- _ЧТО ТРЕБУЕТСЯ_
a - Какого числа, согласно письму Луначарского Ленину, Коллегия Наркомпроса распорядилась приостановить введение нового устава?
b - Перепишите без изменений отрывок из письма Луначарского Ленину, начиная со слов «Дорогой Владимир Ильич.» и заканчивая словами «с копией т. Зиновьеву.».

- _ТЕКСТ ДЛЯ ЧТЕНИЯ_

============

Философия, политика, искусство, просвещение

196. Луначарский — Ленину и надпись Ленина

<13 апреля 1921 г.>

Убедительно прошу прочесть.

Очень важно

Дорогой Владимир Ильич.

У нас разразилась профессорская забастовка в Высшем техническом училище. Тов. Преображенский, вероятно, будет говорить с Вами об этом.

Я хочу со своей стороны осведомить Вас, так как вопрос это сложный, в нем уже заинтересовался целый ряд лиц из ЦК.

Как Вы знаете, мы сговорились с профессурой относительно принятия, так сказать, их кандидата в качестве помощника т. Преображенского. Таковым намечен петроградский профессор Залуцкий. Несмотря на то, что я дважды телефонографировал о немедленном его выезде сюда, он почему–то не едет. Сегодня послал еще одну решительную телефонограмму с копией т. Зиновьеву.

Между тем у нас был выработан устав для всех высших учебных заведений. Этот устав резко порывает со всею автономией и устанавливает ректоров по назначению и двух советников при них, из которых один должен быть студентом. Все по назначению. По существу устав этот идет некоторым образом в разрез с той политикой, которую Вы нам рекомендовали, с политикой некоторого сближения с профессурой, с другой стороны, за него говорит крайняя контрреволюционность, по крайней мере московской, профессуры.

Я не очень убежденный сторонник этого устава, скажу Вам об этом прямо; т. Покровский тоже несколько колебался, тем более, что, кроме правления, мы наталкиваемся там на очень сложный вопрос о строении факультетов, отделений, кафедр и т. п. Этот последний вопрос мы с Мих<аилом> Ник<олаевичем> <Покровским> решили не только весьма внимательно обсудить в Академическом центре, но и собрать конференцию из профессоров по назначению нашему.

Ввиду всего этого Коллегия Наркомпроса, на основании предложения т. Покровского, 3 апреля распорядилась приостановить введение нового устава. Между тем 5 апреля т. Герштейн, заведующий высшими техническими учебн<ыми> заведениями в Главпрофобре, назначил в это училище новую тройку.

Немедленно ко мне явился профессор Круг, которого т. Рыков рекомендует как одного из сравнительно левых профессоров, прекрасно работающих в ВСНХ. Он заявил мне, что ректором назначается некто Игнатов, заведомый психопат, а одним из советников — Лемберг, человек, вступивший в столь острые отношения с профессурой, что профессора ни в каком случае работать с ним не будут. Круг указал на назначение тройки как на абсолютный слом тех добрых отношений, которые начали было устанавливаться, благодаря Кржижановскому, между Наркомпросом и профессурой.

Считая, что введение новой тройки до вступления т. Преображенского в должность и до назначения его помощника, компетентного спеца, приемлемого и для профессуры, является шагом преждевременным, я отдал распоряжение т. Герштейну отменить это назначение и выждать окончательного входа в дело т. Преображенского и Залуцкого, если мы остановимся на нем.

============

- _ФРАГМЕНТЫ НАБОРА ДАННЫХ_
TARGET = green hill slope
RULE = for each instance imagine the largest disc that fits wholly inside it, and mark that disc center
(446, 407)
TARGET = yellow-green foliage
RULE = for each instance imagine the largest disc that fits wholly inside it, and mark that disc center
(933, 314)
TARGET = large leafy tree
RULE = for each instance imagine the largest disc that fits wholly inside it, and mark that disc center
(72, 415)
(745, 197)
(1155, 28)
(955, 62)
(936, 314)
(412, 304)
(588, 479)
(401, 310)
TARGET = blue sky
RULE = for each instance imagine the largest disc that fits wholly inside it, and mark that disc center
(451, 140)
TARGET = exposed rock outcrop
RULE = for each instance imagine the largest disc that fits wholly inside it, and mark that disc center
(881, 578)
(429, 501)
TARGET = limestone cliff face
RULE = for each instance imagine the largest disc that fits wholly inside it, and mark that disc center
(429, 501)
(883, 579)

============

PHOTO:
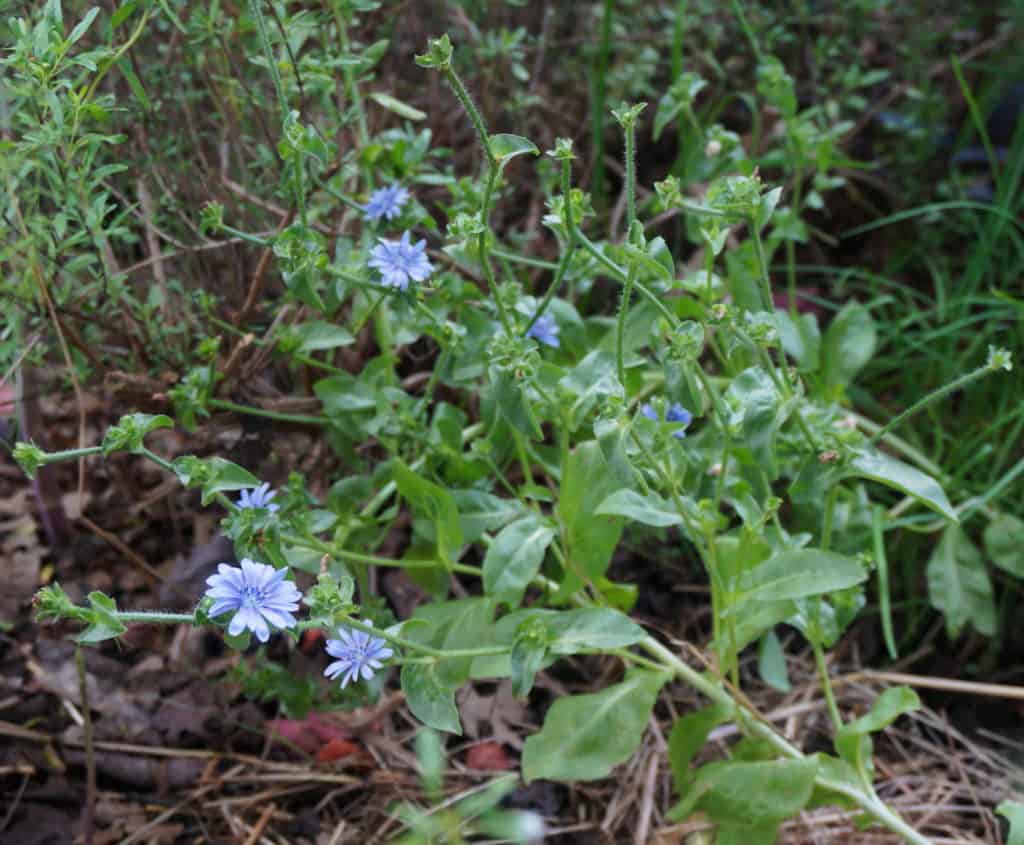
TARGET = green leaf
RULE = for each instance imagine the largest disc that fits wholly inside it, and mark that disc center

============

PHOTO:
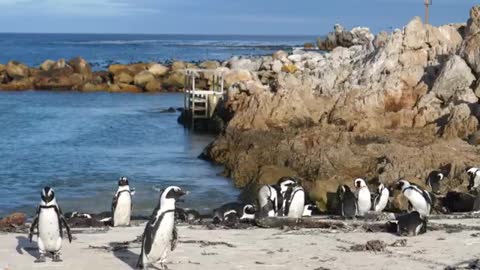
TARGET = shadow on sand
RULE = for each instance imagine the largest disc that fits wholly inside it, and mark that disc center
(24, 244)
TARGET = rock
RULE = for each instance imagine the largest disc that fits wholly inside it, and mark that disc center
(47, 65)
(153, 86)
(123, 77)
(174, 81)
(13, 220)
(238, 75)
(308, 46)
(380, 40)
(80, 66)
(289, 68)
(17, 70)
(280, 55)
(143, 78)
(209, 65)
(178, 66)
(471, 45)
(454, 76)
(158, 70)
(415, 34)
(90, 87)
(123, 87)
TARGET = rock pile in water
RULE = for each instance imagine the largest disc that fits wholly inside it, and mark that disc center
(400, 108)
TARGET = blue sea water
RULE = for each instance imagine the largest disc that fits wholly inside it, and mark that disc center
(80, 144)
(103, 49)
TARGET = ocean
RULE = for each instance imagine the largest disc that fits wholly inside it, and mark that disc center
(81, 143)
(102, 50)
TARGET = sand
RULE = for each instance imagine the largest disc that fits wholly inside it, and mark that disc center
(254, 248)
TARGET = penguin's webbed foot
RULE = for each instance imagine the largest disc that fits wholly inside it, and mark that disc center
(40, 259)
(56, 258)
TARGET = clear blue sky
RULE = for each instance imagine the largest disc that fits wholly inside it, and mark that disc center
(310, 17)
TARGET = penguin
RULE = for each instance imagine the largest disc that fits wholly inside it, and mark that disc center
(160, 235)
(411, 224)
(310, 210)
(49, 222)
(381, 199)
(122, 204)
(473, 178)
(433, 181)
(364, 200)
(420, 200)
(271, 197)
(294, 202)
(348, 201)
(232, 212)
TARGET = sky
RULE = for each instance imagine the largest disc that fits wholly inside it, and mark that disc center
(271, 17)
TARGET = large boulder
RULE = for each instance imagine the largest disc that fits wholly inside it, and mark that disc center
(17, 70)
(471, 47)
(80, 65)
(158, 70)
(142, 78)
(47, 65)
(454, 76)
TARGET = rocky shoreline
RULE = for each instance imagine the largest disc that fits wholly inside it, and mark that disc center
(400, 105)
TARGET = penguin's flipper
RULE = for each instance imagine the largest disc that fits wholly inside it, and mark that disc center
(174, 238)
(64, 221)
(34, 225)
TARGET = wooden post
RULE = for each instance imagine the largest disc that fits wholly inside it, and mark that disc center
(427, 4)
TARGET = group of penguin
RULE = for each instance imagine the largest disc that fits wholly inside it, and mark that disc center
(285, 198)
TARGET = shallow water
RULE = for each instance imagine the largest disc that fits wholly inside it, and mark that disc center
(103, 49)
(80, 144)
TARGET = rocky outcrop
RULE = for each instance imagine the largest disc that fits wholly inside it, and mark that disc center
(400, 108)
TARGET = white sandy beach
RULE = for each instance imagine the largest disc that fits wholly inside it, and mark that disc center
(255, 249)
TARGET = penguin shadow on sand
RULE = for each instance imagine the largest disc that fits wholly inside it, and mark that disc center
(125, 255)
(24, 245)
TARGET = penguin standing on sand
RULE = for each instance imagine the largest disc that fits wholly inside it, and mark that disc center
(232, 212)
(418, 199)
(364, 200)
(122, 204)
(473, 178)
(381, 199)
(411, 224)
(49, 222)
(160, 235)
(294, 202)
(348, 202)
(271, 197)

============

- _ОТВЕТЫ ПО ПОРЯДКУ_
a - 3 апреля.

b -
Дорогой Владимир Ильич.

У нас разразилась профессорская забастовка в Высшем техническом училище. Тов. Преображенский, вероятно, будет говорить с Вами об этом.

Я хочу со своей стороны осведомить Вас, так как вопрос это сложный, в нем уже заинтересовался целый ряд лиц из ЦК.

Как Вы знаете, мы сговорились с профессурой относительно принятия, так сказать, их кандидата в качестве помощника т. Преображенского. Таковым намечен петроградский профессор Залуцкий. Несмотря на то, что я дважды телефонографировал о немедленном его выезде сюда, он почему–то не едет. Сегодня послал еще одну решительную телефонограмму с копией т. Зиновьеву.